• What you need to do
From the line containing "det: black cable" to the last line of the records, please reproduce every line exactly and nothing more.

--- Exercise inputs Enclosed Below ---

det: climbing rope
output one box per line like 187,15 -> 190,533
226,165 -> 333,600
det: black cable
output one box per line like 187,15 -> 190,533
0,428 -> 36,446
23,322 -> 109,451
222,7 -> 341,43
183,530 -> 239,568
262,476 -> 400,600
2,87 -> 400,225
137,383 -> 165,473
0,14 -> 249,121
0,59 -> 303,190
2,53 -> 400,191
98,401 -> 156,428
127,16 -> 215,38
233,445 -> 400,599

--- End of Enclosed Exercise inputs ---

• Solution to this problem
det: black cable
output one box per line like 187,15 -> 190,533
0,428 -> 36,446
23,322 -> 109,451
222,7 -> 341,43
183,530 -> 239,568
262,476 -> 400,600
2,87 -> 400,225
137,383 -> 165,473
0,14 -> 249,121
0,59 -> 303,190
2,53 -> 400,191
98,401 -> 156,428
127,16 -> 215,38
233,445 -> 400,599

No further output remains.